EXERCISE GOAL:
Report every line of the items below that contains the word "grey".

***** SOURCE MATERIAL *****

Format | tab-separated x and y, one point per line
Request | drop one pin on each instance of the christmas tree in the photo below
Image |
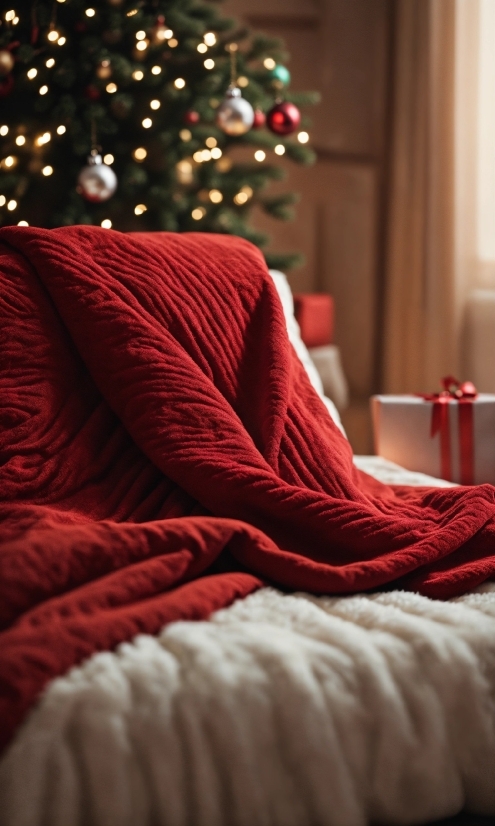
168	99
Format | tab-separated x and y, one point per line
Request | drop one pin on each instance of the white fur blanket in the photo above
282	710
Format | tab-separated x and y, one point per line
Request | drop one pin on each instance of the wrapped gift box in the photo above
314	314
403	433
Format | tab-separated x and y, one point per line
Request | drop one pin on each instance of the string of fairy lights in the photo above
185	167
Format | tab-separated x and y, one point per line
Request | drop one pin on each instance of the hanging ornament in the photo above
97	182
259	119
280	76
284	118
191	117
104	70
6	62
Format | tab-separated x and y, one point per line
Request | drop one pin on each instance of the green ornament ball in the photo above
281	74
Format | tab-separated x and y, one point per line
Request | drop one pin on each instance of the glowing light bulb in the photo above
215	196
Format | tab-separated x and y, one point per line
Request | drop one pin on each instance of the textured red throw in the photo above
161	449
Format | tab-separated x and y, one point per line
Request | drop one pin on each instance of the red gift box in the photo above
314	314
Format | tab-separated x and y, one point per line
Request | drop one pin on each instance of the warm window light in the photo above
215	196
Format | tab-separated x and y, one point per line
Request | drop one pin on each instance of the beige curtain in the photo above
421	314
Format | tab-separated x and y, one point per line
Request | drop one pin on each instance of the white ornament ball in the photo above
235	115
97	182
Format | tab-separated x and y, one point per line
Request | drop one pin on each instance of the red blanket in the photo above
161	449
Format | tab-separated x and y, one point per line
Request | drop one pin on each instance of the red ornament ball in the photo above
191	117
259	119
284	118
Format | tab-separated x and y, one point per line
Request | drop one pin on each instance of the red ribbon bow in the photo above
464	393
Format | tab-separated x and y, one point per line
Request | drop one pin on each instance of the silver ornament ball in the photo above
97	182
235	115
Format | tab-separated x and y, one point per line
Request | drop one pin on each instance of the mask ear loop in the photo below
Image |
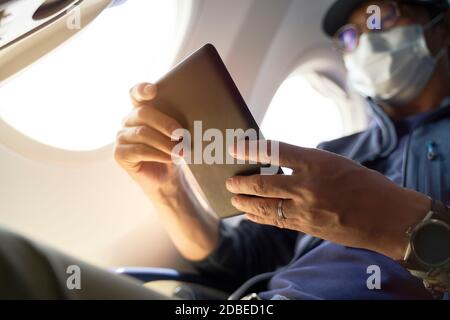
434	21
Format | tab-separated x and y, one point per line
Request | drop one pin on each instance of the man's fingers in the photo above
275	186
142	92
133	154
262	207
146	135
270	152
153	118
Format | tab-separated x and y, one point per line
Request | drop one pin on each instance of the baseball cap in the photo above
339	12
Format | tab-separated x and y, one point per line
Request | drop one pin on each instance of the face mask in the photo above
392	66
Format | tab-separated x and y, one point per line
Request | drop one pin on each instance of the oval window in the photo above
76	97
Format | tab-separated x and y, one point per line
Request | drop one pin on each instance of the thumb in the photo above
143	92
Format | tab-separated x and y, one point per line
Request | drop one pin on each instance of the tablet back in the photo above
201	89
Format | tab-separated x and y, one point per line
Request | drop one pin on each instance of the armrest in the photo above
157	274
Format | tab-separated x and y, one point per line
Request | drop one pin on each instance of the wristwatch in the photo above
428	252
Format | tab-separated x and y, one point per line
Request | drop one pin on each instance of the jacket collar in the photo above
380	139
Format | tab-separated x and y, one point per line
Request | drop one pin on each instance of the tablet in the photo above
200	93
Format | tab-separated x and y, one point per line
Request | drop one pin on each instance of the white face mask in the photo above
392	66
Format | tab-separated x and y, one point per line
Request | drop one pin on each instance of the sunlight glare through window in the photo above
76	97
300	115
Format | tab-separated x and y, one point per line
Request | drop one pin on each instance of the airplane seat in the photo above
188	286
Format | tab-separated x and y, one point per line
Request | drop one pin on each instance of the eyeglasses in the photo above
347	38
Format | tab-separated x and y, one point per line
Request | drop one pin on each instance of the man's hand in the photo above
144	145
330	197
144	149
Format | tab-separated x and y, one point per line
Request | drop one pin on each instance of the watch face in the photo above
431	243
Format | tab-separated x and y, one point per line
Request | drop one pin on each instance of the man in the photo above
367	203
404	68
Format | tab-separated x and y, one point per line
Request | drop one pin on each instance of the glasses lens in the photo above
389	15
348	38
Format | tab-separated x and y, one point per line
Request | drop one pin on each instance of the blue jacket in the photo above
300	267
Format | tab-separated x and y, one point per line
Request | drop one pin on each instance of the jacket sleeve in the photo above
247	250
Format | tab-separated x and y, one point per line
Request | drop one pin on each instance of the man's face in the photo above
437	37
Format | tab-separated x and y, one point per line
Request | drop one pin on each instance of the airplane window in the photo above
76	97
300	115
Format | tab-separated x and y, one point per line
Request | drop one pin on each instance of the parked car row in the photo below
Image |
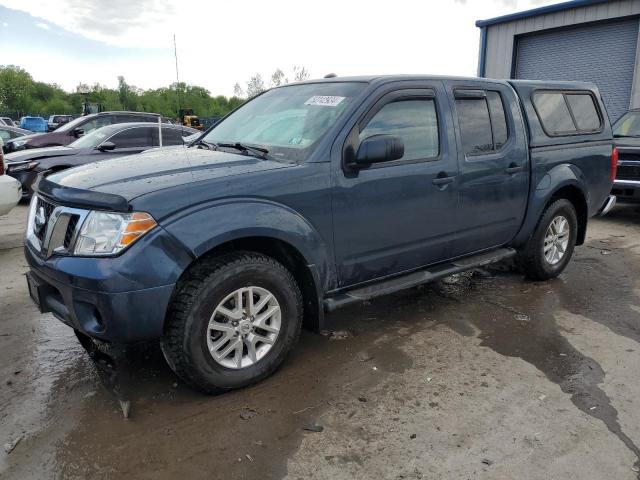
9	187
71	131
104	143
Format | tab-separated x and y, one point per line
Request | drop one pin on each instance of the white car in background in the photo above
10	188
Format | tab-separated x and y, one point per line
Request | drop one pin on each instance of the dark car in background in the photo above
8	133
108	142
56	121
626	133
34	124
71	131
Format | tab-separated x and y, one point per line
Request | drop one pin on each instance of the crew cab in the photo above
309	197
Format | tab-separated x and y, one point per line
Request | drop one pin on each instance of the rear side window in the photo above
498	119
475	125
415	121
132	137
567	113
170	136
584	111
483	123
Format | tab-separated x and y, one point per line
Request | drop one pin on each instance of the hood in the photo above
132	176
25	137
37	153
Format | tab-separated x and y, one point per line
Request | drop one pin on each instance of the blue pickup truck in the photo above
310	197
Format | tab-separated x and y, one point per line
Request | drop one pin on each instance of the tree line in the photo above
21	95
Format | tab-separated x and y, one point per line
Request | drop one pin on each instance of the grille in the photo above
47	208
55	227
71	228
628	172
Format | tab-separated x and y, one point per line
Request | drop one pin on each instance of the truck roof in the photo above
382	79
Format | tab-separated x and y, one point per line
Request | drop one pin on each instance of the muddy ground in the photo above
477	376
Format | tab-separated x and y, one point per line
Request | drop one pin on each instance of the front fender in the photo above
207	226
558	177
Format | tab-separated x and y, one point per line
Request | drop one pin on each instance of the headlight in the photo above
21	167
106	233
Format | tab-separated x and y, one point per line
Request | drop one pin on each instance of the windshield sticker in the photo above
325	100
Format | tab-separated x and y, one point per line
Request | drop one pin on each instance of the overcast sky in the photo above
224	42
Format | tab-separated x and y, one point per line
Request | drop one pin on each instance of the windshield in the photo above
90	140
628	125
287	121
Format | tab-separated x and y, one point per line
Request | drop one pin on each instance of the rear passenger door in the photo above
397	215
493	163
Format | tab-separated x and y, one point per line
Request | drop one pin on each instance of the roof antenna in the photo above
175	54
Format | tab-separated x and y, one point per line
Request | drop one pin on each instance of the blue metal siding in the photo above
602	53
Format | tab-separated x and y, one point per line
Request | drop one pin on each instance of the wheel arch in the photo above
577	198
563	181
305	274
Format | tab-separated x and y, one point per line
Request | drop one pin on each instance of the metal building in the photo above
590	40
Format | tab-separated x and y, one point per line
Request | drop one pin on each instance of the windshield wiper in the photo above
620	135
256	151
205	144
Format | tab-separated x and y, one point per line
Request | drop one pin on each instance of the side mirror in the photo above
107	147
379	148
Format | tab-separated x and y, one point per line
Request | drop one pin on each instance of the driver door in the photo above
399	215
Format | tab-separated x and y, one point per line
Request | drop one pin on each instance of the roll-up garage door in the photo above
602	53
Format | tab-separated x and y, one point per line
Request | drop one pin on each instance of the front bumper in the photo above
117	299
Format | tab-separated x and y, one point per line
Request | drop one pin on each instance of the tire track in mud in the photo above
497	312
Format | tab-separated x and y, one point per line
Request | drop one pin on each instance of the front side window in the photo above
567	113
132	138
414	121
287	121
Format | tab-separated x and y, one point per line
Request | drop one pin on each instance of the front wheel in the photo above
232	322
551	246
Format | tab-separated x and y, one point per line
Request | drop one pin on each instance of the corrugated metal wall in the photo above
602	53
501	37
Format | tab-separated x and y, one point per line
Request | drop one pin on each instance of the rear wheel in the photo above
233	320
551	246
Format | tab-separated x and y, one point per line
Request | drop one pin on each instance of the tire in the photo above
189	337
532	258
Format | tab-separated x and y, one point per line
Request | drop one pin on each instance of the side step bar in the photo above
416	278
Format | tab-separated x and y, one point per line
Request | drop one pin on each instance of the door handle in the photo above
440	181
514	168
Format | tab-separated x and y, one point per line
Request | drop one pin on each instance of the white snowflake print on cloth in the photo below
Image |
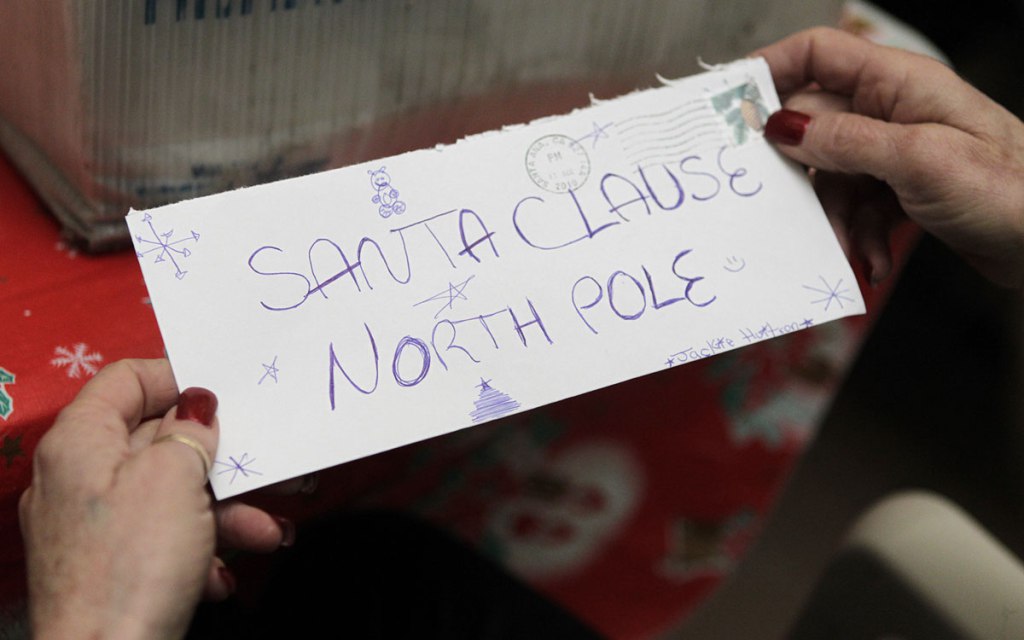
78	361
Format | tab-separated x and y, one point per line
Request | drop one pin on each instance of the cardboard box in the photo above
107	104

*****
***** SOURCE MATERIAL *****

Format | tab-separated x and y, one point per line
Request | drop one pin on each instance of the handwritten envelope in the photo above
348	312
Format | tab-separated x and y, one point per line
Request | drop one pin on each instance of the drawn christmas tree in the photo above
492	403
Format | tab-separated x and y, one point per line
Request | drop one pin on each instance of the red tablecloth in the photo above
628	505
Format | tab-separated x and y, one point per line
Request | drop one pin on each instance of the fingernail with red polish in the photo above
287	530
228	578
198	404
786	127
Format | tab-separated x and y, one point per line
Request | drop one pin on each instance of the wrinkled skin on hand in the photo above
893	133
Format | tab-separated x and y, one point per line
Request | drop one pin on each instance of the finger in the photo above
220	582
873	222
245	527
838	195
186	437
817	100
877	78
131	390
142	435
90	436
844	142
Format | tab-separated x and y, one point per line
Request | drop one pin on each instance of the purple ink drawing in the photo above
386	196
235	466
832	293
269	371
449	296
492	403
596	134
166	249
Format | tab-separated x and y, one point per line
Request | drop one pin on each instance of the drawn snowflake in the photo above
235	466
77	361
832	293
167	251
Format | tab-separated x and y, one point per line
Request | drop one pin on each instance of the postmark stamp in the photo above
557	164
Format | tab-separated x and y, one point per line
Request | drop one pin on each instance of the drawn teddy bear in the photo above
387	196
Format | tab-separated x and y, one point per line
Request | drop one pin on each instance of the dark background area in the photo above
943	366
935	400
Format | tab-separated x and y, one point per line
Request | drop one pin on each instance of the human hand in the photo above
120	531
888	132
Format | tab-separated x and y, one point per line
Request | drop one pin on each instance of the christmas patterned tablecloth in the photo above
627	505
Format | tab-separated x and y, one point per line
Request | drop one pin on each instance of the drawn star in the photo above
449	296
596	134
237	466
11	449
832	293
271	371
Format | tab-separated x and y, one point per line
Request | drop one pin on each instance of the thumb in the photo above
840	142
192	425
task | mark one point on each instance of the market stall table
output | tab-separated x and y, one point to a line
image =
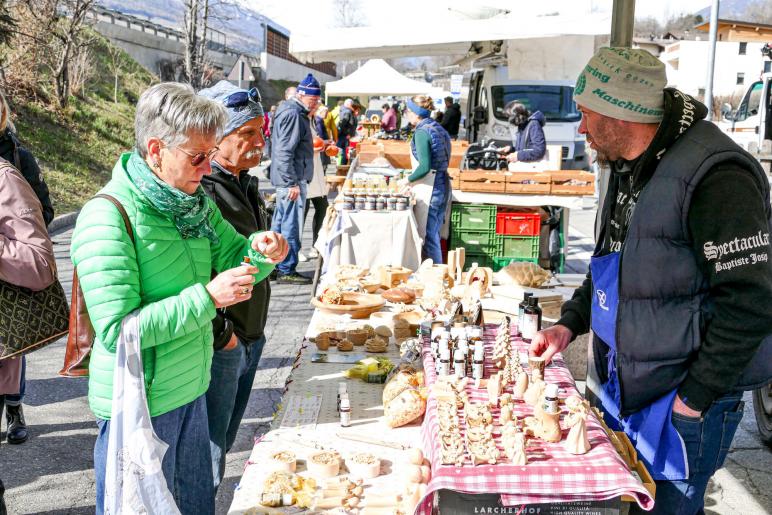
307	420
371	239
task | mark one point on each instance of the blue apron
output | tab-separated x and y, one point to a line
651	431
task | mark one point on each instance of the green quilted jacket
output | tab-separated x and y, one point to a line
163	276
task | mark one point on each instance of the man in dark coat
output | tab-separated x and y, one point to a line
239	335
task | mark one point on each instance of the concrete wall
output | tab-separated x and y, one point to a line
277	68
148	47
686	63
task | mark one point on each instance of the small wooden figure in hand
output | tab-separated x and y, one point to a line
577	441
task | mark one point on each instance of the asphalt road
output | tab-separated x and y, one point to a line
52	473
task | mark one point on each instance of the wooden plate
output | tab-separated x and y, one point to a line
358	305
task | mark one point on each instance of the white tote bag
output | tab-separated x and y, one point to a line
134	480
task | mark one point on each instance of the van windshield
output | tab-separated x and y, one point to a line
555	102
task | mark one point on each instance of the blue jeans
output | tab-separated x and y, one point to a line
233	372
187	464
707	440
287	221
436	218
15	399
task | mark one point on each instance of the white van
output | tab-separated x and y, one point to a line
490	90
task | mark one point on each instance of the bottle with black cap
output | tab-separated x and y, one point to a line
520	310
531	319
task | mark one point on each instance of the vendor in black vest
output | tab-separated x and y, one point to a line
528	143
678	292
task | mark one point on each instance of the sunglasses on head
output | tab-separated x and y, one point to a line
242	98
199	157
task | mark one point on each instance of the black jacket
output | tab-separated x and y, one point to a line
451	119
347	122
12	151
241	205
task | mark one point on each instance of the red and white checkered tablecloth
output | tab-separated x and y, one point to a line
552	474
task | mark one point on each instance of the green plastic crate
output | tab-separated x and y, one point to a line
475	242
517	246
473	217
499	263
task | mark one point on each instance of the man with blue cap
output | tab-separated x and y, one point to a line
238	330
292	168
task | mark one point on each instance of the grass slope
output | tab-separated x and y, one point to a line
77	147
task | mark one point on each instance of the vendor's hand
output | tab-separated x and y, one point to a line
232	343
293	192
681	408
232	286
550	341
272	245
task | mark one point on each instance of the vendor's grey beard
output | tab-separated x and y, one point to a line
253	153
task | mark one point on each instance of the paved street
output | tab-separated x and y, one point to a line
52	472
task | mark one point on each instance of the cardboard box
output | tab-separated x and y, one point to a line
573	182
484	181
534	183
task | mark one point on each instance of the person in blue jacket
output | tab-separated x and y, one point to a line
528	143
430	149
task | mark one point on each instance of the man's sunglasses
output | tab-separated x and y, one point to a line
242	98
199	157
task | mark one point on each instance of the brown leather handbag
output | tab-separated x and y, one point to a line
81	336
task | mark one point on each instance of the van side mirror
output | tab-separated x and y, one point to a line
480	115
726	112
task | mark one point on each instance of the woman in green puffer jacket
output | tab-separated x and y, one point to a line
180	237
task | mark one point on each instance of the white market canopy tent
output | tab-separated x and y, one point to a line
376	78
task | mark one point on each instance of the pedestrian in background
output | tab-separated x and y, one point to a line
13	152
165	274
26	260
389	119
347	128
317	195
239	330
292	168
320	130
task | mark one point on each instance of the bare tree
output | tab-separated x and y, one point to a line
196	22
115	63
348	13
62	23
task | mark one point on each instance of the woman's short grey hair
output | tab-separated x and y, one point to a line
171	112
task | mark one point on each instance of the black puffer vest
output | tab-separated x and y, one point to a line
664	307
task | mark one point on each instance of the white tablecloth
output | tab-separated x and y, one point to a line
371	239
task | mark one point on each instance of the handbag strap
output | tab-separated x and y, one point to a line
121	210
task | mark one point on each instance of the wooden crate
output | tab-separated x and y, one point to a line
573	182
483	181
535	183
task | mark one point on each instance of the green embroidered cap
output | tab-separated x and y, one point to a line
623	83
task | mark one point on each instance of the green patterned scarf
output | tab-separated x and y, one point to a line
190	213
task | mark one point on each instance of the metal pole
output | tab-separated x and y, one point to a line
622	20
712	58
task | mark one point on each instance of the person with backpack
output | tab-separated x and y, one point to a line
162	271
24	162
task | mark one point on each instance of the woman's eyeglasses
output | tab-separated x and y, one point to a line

*****

COMPLETED EXERCISE:
task | mark one point on each instance of the vendor's grey beard
task | mark one point on each instance of the woman's short grey hair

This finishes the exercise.